◆ What the task requires: The full listing should be set down exactly as it reads.
● ● ● ● ●
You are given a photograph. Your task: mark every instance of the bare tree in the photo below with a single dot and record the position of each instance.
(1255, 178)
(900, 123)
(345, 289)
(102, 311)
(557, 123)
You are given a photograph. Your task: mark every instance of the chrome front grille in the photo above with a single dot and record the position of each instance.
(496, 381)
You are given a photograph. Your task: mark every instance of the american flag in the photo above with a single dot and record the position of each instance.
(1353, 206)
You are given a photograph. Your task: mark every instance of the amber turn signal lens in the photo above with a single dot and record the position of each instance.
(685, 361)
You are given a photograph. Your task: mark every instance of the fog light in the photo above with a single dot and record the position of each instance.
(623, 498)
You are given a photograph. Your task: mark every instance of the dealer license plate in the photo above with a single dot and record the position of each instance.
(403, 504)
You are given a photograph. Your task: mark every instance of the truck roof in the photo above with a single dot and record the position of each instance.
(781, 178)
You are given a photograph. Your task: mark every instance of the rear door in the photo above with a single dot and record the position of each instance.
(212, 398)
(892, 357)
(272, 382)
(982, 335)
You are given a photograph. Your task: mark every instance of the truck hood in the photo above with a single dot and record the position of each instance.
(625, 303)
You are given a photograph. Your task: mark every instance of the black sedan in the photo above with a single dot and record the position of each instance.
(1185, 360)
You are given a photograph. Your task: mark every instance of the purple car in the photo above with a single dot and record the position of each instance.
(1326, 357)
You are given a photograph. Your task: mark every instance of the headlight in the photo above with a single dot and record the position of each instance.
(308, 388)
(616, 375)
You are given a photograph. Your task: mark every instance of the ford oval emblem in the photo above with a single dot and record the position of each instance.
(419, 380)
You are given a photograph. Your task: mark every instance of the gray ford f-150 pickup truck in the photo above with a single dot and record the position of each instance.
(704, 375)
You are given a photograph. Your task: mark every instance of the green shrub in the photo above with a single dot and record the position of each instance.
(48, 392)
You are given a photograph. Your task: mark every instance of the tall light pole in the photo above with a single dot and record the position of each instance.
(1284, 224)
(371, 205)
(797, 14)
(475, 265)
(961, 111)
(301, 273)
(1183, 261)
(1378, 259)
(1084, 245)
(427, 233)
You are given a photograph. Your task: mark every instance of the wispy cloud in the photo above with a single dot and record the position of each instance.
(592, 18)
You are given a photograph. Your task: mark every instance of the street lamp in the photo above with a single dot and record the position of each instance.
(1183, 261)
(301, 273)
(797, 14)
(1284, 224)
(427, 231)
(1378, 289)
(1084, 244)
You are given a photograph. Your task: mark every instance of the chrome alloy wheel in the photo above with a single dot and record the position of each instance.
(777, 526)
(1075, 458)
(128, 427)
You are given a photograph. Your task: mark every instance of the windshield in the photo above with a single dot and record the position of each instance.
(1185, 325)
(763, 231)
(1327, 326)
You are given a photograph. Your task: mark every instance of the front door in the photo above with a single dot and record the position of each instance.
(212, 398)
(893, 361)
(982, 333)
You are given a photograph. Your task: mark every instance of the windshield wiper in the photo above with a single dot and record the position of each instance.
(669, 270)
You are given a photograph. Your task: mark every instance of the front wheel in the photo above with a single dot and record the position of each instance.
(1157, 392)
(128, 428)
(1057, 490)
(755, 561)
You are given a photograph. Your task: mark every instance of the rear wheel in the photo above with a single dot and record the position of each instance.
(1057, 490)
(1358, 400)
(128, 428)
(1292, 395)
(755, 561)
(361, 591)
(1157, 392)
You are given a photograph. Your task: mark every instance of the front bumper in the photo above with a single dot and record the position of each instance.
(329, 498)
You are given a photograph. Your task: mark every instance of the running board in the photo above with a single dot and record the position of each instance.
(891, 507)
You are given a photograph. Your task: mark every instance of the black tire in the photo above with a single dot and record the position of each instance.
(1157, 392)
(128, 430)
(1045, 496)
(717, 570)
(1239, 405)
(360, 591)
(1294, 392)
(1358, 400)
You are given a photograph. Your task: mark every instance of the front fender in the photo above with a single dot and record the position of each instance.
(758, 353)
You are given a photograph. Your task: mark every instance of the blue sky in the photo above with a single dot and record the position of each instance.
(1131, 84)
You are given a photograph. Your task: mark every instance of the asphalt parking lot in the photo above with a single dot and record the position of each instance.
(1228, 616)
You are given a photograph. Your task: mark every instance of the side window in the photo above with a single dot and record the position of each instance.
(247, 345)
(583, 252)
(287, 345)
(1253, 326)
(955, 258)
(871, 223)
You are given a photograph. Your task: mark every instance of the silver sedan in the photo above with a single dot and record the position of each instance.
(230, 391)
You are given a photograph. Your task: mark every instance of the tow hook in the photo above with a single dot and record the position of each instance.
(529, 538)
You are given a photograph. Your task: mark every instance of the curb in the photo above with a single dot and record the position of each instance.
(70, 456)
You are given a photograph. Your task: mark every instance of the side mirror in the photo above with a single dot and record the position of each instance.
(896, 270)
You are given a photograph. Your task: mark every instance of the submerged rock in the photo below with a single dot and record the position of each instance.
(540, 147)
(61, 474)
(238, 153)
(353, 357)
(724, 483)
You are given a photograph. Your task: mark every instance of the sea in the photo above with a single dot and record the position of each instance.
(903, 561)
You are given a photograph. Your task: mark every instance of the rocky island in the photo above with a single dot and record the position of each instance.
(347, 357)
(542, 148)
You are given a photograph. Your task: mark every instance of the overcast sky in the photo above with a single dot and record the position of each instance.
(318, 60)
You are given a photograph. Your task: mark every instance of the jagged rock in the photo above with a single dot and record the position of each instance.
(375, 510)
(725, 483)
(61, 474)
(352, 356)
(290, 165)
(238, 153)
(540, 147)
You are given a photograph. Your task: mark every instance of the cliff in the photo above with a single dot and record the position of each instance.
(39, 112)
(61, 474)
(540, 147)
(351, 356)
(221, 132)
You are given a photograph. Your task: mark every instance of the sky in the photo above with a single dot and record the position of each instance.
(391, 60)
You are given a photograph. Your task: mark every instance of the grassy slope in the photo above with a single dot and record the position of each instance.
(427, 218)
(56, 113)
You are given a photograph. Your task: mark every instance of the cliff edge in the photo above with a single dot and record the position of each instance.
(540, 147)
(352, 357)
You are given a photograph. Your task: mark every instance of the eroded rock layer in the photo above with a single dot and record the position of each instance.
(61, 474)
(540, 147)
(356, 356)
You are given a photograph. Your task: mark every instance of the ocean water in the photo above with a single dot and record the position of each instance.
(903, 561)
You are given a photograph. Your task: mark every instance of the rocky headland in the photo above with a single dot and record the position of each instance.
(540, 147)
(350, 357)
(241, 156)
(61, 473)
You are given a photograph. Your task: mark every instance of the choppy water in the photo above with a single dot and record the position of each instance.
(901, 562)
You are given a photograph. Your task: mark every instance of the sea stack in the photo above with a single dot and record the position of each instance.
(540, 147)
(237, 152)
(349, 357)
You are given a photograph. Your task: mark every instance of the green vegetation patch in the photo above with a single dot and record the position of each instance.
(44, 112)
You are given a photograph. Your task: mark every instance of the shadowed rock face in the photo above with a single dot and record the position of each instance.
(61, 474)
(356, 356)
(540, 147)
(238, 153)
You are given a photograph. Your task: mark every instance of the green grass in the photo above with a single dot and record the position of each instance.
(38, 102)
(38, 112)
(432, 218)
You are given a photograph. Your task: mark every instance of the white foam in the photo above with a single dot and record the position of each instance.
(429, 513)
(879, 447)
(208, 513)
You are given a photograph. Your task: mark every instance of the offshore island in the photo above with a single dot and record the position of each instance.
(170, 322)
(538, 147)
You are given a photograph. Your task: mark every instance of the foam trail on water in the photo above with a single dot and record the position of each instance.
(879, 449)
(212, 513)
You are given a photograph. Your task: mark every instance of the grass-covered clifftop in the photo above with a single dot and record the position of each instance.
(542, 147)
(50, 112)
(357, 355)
● ● ● ● ●
◆ Task output:
You are given a photograph. Your task: mark every instance of the bare tree in the photo below with a single dot and record the position of each instance.
(1255, 178)
(900, 123)
(345, 289)
(102, 311)
(557, 123)
You are given a photograph. Your task: mark every instance of the chrome front grille in the photo above with a single dot and record the position of each instance.
(496, 381)
You are given a photograph. Your task: mark every instance of the american flag in the photo above with a single dot and record the position of each instance.
(1353, 206)
You are given a photograph. Your task: mark every instance of the amber turn signal lens in the photo above with a single dot and record the position of each instance.
(685, 361)
You are given a photograph. Your task: mark every instance of the fog light in the photo above with a single dot and record the position of each instance.
(623, 498)
You are given a photograph. Your task: mark every instance of the dealer license plate in the photo above with a single dot and record the position of each instance.
(403, 504)
You are given a photograph. Your task: mark every instance of the truck roof in the photo above with a single dot and record the position of each instance.
(781, 178)
You are given a photograph. Your task: mark every instance of the rear door in the photo above with a single dot and record the position of each instance.
(212, 398)
(892, 357)
(272, 382)
(982, 335)
You are given a photograph. Your task: mark every instance of the truck hood in the photo above with a single dot and record the position of each instance.
(625, 303)
You are given a photograph. Your task: mark every instance of the black sedan in the photo above with a single dot and record the position of each instance.
(1185, 360)
You are given a photograph. Your task: mark every instance of the purple car in the photo above with a single dot and record the position of each instance.
(1326, 357)
You are given a photograph. Your task: mark every instance of the headlight in the photo above with a single dot and record the position of each instance.
(308, 388)
(616, 375)
You are given a photograph. Your task: mark every instance of the ford oval emblem in the photo above with a single dot and record the position of each instance.
(419, 380)
You are given a photograph. Your task: mark every instance of the gray ford f-150 pickup truck in the photo above with a single dot and record the position of each instance.
(704, 375)
You are given a photograph. Your task: mark every instance of the green shrub in the photo above with a single dot and record the position of each instance.
(48, 392)
You are given a photograph. Your task: mark every instance of the tall light pole in the photo above with a single dot and record the position of each instance.
(1284, 224)
(371, 205)
(797, 14)
(475, 265)
(961, 111)
(301, 273)
(1183, 261)
(1378, 259)
(1084, 245)
(427, 233)
You are given a photograph. Your task: mark every instance of the wispy cloud in the photo above with a single dot and record the position of each instance.
(592, 18)
You are given a photograph. Your task: mark every instance of the street lamp in the photo above with a single dot and record the position of each instance.
(1183, 261)
(301, 273)
(797, 14)
(1284, 224)
(427, 231)
(1378, 289)
(1084, 244)
You are given a photograph. Your task: mark every instance of the chrome alloy wheel in the photo above with a single dot and record the position of each instance.
(777, 526)
(1075, 458)
(128, 427)
You are given a photograph. Your task: mark every instance of the windshield in the photo above with a single dot and record the position of each instance.
(1185, 325)
(763, 231)
(1327, 326)
You are given a photograph. Your task: mark every instance of the front door in the photo above with a single dot and record the position of each instance.
(212, 398)
(893, 361)
(982, 333)
You are given a photograph. Your task: mark every instance of the windshield wiper in the photo above with a single dot and record the position of each instance.
(669, 270)
You are given a photograph. Your task: mark every instance of the front wheel in the photo above with a single dot and record the position of each instance.
(1157, 392)
(128, 428)
(1057, 490)
(755, 561)
You are given a photograph. Your task: mark every instance of the rear wheel in the photo above with a single dot and record the position of each instance.
(1057, 490)
(1358, 400)
(128, 428)
(1292, 395)
(755, 561)
(361, 591)
(1157, 392)
You are given a photograph. Your task: mark every instance of the front bumper in the photo above with a single dot and record the position of each instance.
(329, 498)
You are given a photograph. Your task: mark every instance of the running board in the photo above with a single dot and record the position of each instance.
(891, 507)
You are given a photograph. Your task: mark every instance of the black tire in the photo above with a single dot and record the position of each instance.
(1157, 392)
(128, 430)
(1045, 496)
(717, 570)
(1239, 405)
(360, 591)
(1294, 392)
(1358, 400)
You are given a photograph. Your task: mark every instance of the front fender in the photo above with a single dot and record the position of each instance.
(758, 353)
You are given a photograph. Your task: mark every instance of the blue sky in the photo above with a single dot and record the position of each instance.
(1131, 84)
You are given a photograph. Your task: mark every instance of the asphalt parking lot in the photo above with a single dot and record the position of each instance.
(1228, 616)
You are given a photograph. Your task: mark every instance of the side window in the photo above with a single dot and record the position of each instance.
(247, 345)
(583, 252)
(287, 345)
(1253, 326)
(955, 258)
(871, 223)
You are given a photograph. Your task: mark every instance of the silver sedan in the photo above with a single dot and record the position of each instance.
(230, 391)
You are given a photograph. Your task: mark every instance of the tow hook in the photo above with a single dot and record the position of each instance.
(529, 538)
You are given a photograph. Your task: mark every instance of the curb in the photo above with a single dot and record the position of each instance.
(70, 456)
You are given a photograph. Your task: mark every instance of the side mirror in the photo above with a single dot and record the position of each instance.
(896, 270)
You are given a photograph. Your task: mark every instance of the submerged rock in the photo below with a single dot and record the position of each instance.
(540, 147)
(61, 474)
(238, 153)
(353, 357)
(724, 483)
You are given a photograph. Your task: mark every instance of the sea in the photo above with a single dot and record the position of each instance.
(903, 561)
You are given a photograph. Your task: mark every instance of the rocky island in the photo above with a single dot and record the position of each instance.
(347, 357)
(542, 148)
You are given a photograph. Your task: mark every instance of the overcast sky in the photo above with a single dot and record the position of each instance.
(318, 60)
You are given a photograph. Your task: mark every instance of the jagged rock in the photo above with a single dot and record the position of each instance.
(375, 510)
(725, 483)
(61, 474)
(352, 356)
(290, 165)
(238, 153)
(540, 147)
You are given a photograph. Your task: mark every instance of the cliff in the photo above with a single dot and record the position of each instance.
(39, 112)
(61, 474)
(540, 147)
(351, 356)
(221, 132)
You are given a photograph. Your task: mark every instance of the sky in the photo above with a single dot and record the position of each instance.
(391, 60)
You are given a photograph. Your task: mark every instance of the grassy slope in the photo above with a single dot and record the position of each instance.
(427, 218)
(56, 113)
You are given a photograph. Your task: mark every instance of the cliff edge in the photo above with a single dot and record the position of each instance.
(540, 147)
(352, 357)
You are given a photograph. Your task: mark every instance of the eroded rock layer in the photo above with a single dot and record the position of each instance.
(61, 474)
(540, 147)
(356, 356)
You are given a photograph. Your task: mark every instance of the ocean water in the photo above with a single dot and record the position of each instance.
(903, 561)
You are given a photograph. Your task: mark every instance of the rocky headland in the photo above with a single dot and record the position of each instance.
(540, 147)
(350, 357)
(241, 156)
(61, 473)
You are given a photograph. Your task: mark every instance of the choppy water in the photo above with a single dot and record the position of each instance.
(901, 562)
You are given a photograph. Your task: mark every instance of the sea stack in the photo above with a single dot and record the position of each instance.
(540, 147)
(237, 152)
(349, 357)
You are given a photograph. Your task: mark every instance of the green vegetation patch in the photo above with a single dot and record the position of each instance.
(44, 112)
You are given a photograph. Your task: mark every instance of the shadowed rock face in the photo above with a single dot and record the position of each instance.
(61, 474)
(356, 356)
(540, 147)
(238, 153)
You are given a photograph. Your task: mark every instance of the green grass in the photo above with a single dot and record the position of each instance.
(38, 102)
(38, 112)
(432, 218)
You are given a photograph. Your task: mark every instance of the white foam in the photo above with a single dot and record the position of each instance.
(429, 513)
(879, 447)
(208, 513)
You are given a photograph. Your task: mark every instance of the offshore island in the photo above with a single dot and record the position of each instance.
(170, 322)
(538, 147)
You are given a photograph. Your task: mark every instance of the foam trail on water in the photo above with a single dot and record the position of each instance.
(879, 449)
(212, 513)
You are given a photograph. Your task: mark every instance of the grass-covered clifftop in the photo above with a single dot and record the position of each instance.
(542, 147)
(50, 112)
(357, 355)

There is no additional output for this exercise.